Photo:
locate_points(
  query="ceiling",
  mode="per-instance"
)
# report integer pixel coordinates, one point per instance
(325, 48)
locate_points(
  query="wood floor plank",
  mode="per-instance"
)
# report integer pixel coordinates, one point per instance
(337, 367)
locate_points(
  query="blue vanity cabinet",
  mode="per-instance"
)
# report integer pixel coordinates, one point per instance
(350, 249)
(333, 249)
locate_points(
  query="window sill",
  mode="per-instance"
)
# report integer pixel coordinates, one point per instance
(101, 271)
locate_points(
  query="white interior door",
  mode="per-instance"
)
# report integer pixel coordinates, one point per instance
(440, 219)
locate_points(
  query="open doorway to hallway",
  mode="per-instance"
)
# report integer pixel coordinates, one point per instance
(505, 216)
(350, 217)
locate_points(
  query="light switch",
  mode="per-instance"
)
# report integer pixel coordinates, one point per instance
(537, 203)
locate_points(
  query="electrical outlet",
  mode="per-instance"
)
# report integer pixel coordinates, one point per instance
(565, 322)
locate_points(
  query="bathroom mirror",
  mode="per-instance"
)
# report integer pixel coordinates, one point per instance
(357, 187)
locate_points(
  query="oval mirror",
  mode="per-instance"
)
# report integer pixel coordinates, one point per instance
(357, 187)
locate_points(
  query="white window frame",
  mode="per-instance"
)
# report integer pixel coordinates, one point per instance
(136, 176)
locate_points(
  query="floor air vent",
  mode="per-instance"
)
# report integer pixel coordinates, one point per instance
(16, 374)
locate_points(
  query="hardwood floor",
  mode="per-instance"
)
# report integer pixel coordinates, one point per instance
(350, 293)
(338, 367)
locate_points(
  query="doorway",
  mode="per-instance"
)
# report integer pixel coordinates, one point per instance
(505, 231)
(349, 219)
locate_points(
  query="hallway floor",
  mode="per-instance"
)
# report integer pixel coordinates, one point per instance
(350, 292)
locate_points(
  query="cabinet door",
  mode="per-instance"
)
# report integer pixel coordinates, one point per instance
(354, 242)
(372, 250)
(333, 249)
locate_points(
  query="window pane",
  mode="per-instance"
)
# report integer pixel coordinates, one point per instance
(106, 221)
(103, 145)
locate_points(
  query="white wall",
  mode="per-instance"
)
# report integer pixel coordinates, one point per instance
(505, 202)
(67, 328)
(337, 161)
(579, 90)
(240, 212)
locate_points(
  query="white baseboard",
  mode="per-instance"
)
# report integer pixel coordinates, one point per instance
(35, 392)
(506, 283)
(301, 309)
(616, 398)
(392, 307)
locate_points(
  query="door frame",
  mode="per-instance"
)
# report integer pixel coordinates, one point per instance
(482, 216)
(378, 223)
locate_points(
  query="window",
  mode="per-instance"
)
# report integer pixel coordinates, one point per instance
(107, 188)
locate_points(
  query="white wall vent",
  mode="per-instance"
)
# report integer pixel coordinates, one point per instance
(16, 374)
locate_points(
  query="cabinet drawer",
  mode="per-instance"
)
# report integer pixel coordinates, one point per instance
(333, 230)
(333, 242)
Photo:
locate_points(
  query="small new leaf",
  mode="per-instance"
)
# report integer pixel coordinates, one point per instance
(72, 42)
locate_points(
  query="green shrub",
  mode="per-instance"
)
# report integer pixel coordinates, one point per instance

*Goal of the exercise:* Only the number is required: state how many lines of the entries hold the word "floor".

*Answer space:* 4